Excerpts of pointing data
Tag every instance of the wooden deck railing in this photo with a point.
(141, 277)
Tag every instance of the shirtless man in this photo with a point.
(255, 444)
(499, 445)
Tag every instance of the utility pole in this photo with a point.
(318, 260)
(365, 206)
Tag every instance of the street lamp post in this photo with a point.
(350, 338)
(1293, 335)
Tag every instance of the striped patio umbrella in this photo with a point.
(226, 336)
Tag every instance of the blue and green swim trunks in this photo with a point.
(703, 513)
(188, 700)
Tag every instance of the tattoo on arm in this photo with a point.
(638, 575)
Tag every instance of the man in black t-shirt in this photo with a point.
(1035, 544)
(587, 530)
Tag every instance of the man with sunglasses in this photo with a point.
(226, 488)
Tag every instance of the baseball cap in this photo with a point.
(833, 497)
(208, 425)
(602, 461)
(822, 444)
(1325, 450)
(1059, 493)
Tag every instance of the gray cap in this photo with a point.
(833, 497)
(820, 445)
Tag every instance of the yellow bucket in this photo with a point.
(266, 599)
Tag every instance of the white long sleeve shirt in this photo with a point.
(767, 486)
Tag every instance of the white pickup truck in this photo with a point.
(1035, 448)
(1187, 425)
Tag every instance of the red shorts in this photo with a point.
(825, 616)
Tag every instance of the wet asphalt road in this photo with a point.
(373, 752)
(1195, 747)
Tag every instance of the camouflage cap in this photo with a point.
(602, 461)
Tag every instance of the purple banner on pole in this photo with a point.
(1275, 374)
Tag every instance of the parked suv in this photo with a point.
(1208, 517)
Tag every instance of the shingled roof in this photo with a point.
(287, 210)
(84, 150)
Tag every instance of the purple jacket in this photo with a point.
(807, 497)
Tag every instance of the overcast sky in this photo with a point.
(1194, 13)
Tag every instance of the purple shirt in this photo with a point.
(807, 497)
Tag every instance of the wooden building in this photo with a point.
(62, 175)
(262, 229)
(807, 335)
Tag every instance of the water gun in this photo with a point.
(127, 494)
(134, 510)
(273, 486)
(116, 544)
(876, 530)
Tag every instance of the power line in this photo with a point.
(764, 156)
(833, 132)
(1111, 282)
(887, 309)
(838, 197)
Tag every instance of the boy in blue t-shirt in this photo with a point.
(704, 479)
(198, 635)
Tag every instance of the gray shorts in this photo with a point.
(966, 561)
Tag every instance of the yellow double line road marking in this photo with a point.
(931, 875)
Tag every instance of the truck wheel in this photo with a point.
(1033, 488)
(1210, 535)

Short exercise ▸ Reproduce all of the records above with every "with a point" swapped for "with a dot", leaving everything else unchanged.

Response to the exercise ▸
Tag every instance of the wooden deck railing in this photo with a dot.
(141, 277)
Tag every instance of the shirtless man in this photo with a dot.
(255, 444)
(499, 445)
Tag every instance of the utility pole in this photo with a dot.
(318, 260)
(365, 206)
Tag every instance of the street lamp post in this photo with a dot.
(350, 338)
(1293, 335)
Tag every instance of the striped patio umbrella in this photo with a dot.
(226, 336)
Tag every instance of the blue and green swim trunks in this photo with a dot.
(703, 513)
(188, 700)
Tag every instance of the tattoo on arm in this photo with a dot.
(638, 575)
Tag every instance of the man in black t-shirt in this photo with a dot.
(1035, 544)
(587, 530)
Tag every instance of the man with sunglasses in this photo with a dot.
(226, 488)
Tag every instance of the baseball cap in this photo with a dot.
(833, 497)
(208, 425)
(602, 461)
(822, 444)
(1325, 450)
(1059, 493)
Tag every instance of the gray cap in this photo with a dot.
(833, 497)
(820, 445)
Tag every instance of the yellow bucket in this photo with a dot.
(266, 599)
Tag every instance of the white long sleeve shirt in this photo with a dot.
(767, 486)
Tag every instance of the white pickup truck in this photo with a dot.
(1035, 448)
(1187, 425)
Tag every instance of the red shorts in this photo with a dot.
(825, 616)
Tag every instance of the wet asphalt road in this photo with a dot.
(373, 752)
(1195, 747)
Tag every instance of the camouflage cap in this photo with a dot.
(602, 461)
Tag every instance of the purple banner on pole in this photo with a dot.
(1275, 374)
Tag every instance of the parked suv in this photo with a dot.
(1208, 517)
Tag every instance of the shingled roof in this photo with a dot.
(287, 210)
(84, 150)
Tag every instance of the purple jacket in this photo with a dot.
(807, 497)
Tag every instance of the overcast sky in this photo with a dot.
(1194, 13)
Tag every instance of the purple shirt in this photo with a dot.
(807, 497)
Tag every instance of the wooden building in this photo with a dot.
(62, 175)
(262, 229)
(807, 335)
Tag every instance of the water gun in this photo with a dot.
(127, 494)
(134, 510)
(273, 486)
(116, 544)
(876, 530)
Tag every instance of the power line in this photo with a dot.
(764, 156)
(833, 132)
(1111, 282)
(887, 309)
(838, 197)
Tag every instance of the boy in blue t-shirt in this photo with a dot.
(704, 479)
(198, 635)
Tag every instance of the gray shorts in this photo with a dot.
(966, 561)
Tag every instance of the yellow double line road marking in this photo with a dot.
(931, 875)
Tag every instance of the truck wheel in this photo with a dot.
(1033, 488)
(1210, 535)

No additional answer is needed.